Your task is to output the listing word for word, with pictures excluded.

——

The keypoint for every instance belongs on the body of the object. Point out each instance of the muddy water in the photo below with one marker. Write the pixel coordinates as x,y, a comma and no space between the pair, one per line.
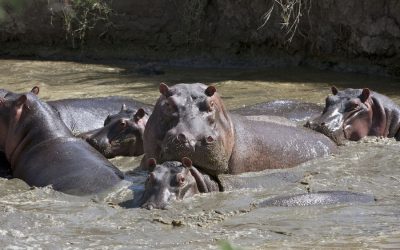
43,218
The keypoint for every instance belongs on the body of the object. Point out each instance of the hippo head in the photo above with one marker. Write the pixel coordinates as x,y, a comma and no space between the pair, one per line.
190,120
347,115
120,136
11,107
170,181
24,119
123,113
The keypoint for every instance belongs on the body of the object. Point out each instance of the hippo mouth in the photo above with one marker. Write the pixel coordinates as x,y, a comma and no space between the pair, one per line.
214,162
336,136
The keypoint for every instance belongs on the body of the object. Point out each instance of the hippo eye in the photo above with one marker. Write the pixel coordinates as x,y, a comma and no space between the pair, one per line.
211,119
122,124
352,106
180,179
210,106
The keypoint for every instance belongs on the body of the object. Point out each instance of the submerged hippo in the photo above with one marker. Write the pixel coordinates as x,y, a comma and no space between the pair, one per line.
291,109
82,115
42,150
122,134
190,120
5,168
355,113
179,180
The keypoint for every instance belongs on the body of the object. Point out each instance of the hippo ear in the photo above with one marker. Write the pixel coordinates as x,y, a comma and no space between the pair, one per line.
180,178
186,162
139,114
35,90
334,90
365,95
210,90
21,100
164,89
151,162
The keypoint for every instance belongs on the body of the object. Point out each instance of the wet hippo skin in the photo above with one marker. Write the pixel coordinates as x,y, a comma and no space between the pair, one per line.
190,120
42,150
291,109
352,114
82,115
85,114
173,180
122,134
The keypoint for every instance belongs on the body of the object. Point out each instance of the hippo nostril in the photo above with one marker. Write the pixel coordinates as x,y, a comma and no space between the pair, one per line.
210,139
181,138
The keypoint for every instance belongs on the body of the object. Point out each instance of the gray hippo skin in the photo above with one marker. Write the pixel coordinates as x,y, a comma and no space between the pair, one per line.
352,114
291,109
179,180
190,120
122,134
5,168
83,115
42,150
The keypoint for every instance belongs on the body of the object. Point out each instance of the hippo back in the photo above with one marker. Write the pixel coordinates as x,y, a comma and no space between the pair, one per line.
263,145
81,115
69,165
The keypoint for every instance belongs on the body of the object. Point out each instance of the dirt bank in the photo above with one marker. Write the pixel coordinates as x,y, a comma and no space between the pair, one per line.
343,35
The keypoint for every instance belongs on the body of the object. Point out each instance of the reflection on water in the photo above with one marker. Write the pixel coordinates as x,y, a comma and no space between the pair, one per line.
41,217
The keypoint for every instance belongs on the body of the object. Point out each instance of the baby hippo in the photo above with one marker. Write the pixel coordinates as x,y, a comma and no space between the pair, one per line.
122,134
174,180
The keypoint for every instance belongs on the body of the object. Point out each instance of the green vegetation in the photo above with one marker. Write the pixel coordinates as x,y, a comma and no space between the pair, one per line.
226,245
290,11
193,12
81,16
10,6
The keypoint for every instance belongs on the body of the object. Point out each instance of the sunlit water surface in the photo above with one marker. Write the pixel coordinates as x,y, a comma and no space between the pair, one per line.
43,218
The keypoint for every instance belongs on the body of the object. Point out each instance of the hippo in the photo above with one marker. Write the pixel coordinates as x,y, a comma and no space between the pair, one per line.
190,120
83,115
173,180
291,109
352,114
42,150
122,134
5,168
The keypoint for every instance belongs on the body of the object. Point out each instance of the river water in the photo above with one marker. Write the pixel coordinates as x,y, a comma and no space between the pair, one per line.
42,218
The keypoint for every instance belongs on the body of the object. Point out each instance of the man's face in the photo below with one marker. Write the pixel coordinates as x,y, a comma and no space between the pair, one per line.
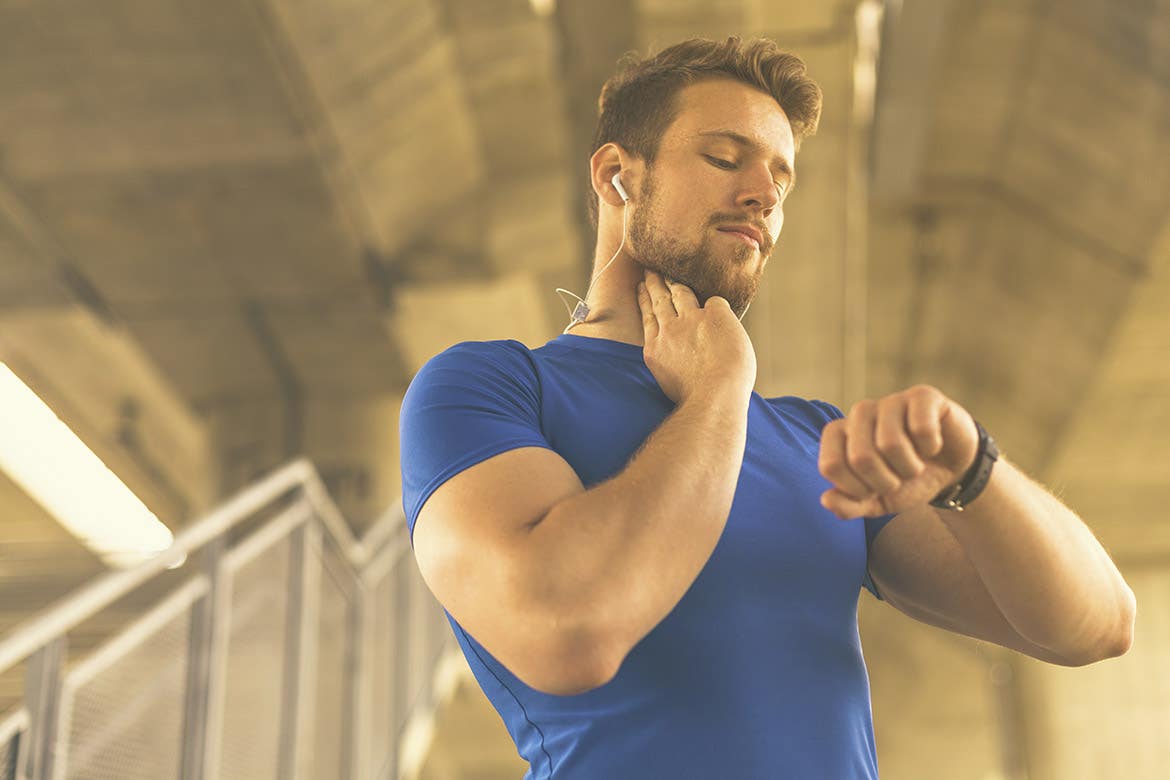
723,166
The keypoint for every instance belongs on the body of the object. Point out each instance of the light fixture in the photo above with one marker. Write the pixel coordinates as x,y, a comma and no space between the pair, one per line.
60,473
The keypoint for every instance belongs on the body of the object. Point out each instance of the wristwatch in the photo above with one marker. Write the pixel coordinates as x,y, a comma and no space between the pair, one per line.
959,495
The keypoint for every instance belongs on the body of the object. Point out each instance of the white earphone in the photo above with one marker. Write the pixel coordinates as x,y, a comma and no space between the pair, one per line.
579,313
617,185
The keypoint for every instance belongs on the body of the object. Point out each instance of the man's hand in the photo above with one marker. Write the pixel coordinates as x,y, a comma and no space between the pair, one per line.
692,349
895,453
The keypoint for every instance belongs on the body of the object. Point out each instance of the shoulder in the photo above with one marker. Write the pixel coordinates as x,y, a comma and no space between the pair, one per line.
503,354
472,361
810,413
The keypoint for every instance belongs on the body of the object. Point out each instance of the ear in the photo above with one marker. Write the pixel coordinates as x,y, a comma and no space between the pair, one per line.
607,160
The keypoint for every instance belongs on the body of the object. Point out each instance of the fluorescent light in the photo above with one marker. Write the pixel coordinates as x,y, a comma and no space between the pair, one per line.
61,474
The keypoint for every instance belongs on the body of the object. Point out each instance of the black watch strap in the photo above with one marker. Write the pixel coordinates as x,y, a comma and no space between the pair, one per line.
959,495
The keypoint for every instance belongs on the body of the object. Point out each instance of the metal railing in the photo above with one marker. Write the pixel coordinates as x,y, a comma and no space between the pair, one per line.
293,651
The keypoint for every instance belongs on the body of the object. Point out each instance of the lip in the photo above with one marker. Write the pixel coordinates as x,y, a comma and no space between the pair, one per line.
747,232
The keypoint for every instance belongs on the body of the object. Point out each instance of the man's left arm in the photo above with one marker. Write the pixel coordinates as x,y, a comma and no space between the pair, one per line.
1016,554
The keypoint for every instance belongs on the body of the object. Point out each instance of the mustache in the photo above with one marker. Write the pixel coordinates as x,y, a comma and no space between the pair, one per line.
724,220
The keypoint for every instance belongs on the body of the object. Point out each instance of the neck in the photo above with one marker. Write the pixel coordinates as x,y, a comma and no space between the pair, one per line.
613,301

——

ANSWER BELOW:
The keypoint for every instance belongs on the body of the object. Point out each instance of the muddy water in the photo below with one marker. Write the pixel coordinates as x,y, a comma and no space between the pair, one per line.
43,218
The keypoint for every instance belongs on the body of the object. Point out each instance of the hippo head in the photo above with one marker. Write the pixel coordinates as x,y, a comma and no space between the pair, one per line.
190,120
347,115
120,136
11,107
170,181
24,119
123,113
The keypoint for every instance belongs on the body of the object. Point out each instance of the hippo mouth in the photo above with one marker. Write the pixel coordinates as x,y, a comma and no space between the pair, one per line.
214,162
336,136
The keypoint for every instance belongs on the body of the object. Point out each instance of the hippo eye in the photo above with one marker. Write the pixel coordinates as x,y, a comma and no space between the pair, one per line.
211,119
122,124
352,106
180,179
210,106
The keypoint for every instance belongs on the body of the object. Point out each instance of the submerged hippo in the photo above with one marker. Write the pixel coordinates as x,y, a comma and no space between the pair, one per line.
291,109
82,115
42,150
122,134
190,120
5,168
355,113
179,180
The keypoint for every instance belongs on the body of the object. Point out each instance of the hippo ear in the photo above with one marker. Write the pixel coordinates as x,y, a comma and no space between the pair, one per line.
180,178
186,162
139,114
35,90
334,90
365,95
210,90
21,100
164,89
151,162
The keypoint for every instance belongs on the body of the object. Point out each instance of the wet hippo skin in the photo above with one marker. Write the pixel coordinates as x,y, a comma and no space between the pair, one per line.
190,120
42,150
291,109
352,114
82,115
85,114
173,180
122,134
The keypoint for every instance belongs on the body of the object. Point out each instance of the hippo nostril in the photo above with one marker. Write the pixel coordinates as x,y, a comma and no space between the pair, one per line.
210,139
181,138
The keypoint for every instance belongs on the body of the object. Point out each instance of the gray hippo skin in the photo above with one marker. Write the pixel coordinates as x,y, a comma and no space between the pair, one per line.
352,114
291,109
179,180
190,120
122,134
5,168
83,115
42,150
The keypoint for every instance belongs on the body of the object. Point out each instance of the hippo back in the photo above with one marker. Write the pixel coordinates as x,y, a comma and no space between the pair, one per line.
263,145
81,115
69,165
The keypoint for every instance belongs on the body of the object. Point out each instance of the dirt bank in the photo above with one marker. Write the pixel coordinates as x,y, a comma and no space between the pair, one per line.
343,35
The keypoint for every instance belongs on the body of the object. Point out each instance of the reflection on water in the photo above with one marker. Write the pixel coordinates as x,y, a comma and no space between the pair, one per line.
41,217
The keypoint for every instance belongs on the body of the object. Point out each instance of the baby hippo in the photo above with one marker. Write the pixel coordinates as x,y, a comma and no space between the pair, one per line.
122,134
174,180
The keypoint for every instance belongs on the body of the object. Point out each instance of the green vegetation in the photo above with one marker. Write the pixel coordinates as x,y, a comma and no space between the pair, one per line.
226,245
290,11
193,12
81,16
10,6
The keypoint for every instance belongs on the body of the object. Point out each instance of the sunlit water surface in the photo above with one marker. Write the pixel coordinates as x,y, a comma and no space between the pair, one per line.
43,218
The keypoint for every instance belongs on the body of the object. Point out each instance of the hippo in the photo above with one marker. Write the pixel coordinates as x,y, a comma and no space between the pair, one per line.
190,120
83,115
173,180
291,109
352,114
42,150
122,134
5,168
The keypoint for every instance belongs on the body of the object. Point out each instance of the river water in the photo above with one marker. Write the pixel coordinates as x,y, a comma and no space between the pair, one per line.
42,218
The keypoint for every instance belongs on the body of the object. Point out each instance of the man's face in the photo below with one marker. Write the pixel coordinates as x,y, a comma and no space between the pair, one per line.
723,166
The keypoint for every instance belongs on the body of the object. Point out each instance of the light fixture in the photo above with one marker. Write the pixel coordinates as x,y, a comma and no space between the pair, one per line.
60,473
The keypoint for every instance belongs on the body of the object. Point out each instance of the wristwatch in the photo above with one marker. Write the pixel coordinates as x,y, a comma and no space between the pair, one per line.
959,495
The keypoint for every instance belongs on the body of the object. Point out each instance of the white earphone in the photo above with one marker. Write the pixel coordinates as x,y, a comma and no space between the pair, one per line.
579,313
617,185
The keypoint for every instance belongs on the body of the object. Point out each instance of the man's hand in the photo above with one marker. Write the pixel coordinates as x,y, a comma and no space between the pair, one per line.
692,349
895,453
The keypoint for every instance belongs on the body of the object. Point out each instance of the shoulder in the photo above with one marker. Write the pixel coordinates as x,y, a comma and no space between the pair, one per line.
503,354
472,361
810,413
The keypoint for every instance belongs on the body of the object. Point out each instance of the ear in the photo above with one marker. Write the pixel coordinates as x,y, a comma and no space between the pair, one per line.
607,160
The keypoint for every instance belongs on the body of the object. Point out each instance of the fluorescent light in the photo above with one marker. Write the pixel coordinates as x,y, a comma and no space between the pair, one per line.
61,474
The keypoint for every instance belongs on the body of the object. Point out each instance of the black watch strap in the photo above with one marker. Write the pixel coordinates as x,y, a comma and no space between the pair, one per line.
959,495
The keypoint for every instance belongs on the body of the object. Point out each instance of the metal railing in the photo above with one marker. Write the pixel coordinates as x,y, a comma and no space between the pair, one per line.
293,651
The keypoint for every instance belongs on the body of the object. Point out each instance of the lip in the photo above with one marker. Write the pixel coordinates as x,y, a comma and no space between the pair, one per line.
747,232
The keypoint for every instance belongs on the body of the object. Point out each instance of the man's left arm in the photo above with one marker. Write the pixel coordinates as x,y, a comma and no space between the pair, one per line.
1016,554
The keypoint for every instance belongs on the body of the object. Point out each instance of the mustache in the photo above with one marker. Write the pixel coordinates as x,y, a comma and no space between the pair, one per line.
724,220
The keypoint for every instance belongs on the body of the object. Point out each instance of the neck in the photo above with one marker. Write the pixel coordinates as x,y, a comma and no space between the pair, one per line.
613,301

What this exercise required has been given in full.